- _Records shown_
——

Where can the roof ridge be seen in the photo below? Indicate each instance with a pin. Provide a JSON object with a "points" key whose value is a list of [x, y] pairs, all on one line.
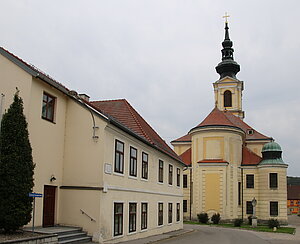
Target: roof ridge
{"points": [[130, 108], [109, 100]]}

——

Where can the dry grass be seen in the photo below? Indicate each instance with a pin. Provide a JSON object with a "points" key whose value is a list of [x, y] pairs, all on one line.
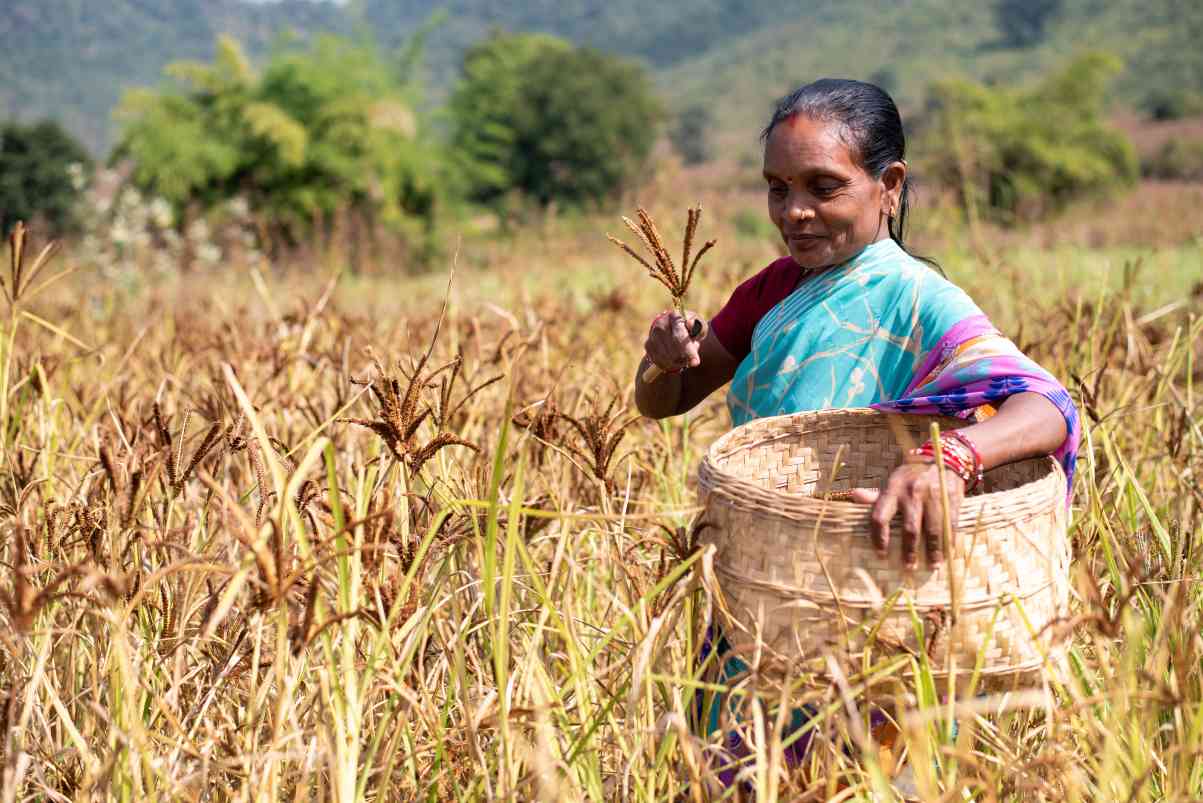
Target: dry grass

——

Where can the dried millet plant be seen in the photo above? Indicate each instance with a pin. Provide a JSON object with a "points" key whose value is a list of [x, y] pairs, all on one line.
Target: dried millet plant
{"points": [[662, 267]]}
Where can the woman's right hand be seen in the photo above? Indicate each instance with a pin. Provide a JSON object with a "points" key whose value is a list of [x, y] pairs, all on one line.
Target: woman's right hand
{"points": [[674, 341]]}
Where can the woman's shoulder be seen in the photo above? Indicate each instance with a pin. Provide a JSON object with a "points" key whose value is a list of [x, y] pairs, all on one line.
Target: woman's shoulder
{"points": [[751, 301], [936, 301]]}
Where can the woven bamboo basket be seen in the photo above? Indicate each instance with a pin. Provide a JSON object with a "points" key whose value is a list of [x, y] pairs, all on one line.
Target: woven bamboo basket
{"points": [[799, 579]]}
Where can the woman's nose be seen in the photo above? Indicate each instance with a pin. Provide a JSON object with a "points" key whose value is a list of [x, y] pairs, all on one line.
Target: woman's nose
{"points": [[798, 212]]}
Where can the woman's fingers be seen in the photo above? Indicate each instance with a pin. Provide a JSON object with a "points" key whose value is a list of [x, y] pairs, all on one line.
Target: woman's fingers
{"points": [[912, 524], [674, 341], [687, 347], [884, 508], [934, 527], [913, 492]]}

——

- _Do this_
Gather each line of the material above that contains the string "basket". Treat uppercase and lowercase as different.

- _Task answer_
Where can the woven bamboo basket be seen in the photo above? Indicate each instance with a pin. Provide a JSON object with a "points" key whose value is a list of [x, y] pairs, all on one line.
Target: woven bamboo basket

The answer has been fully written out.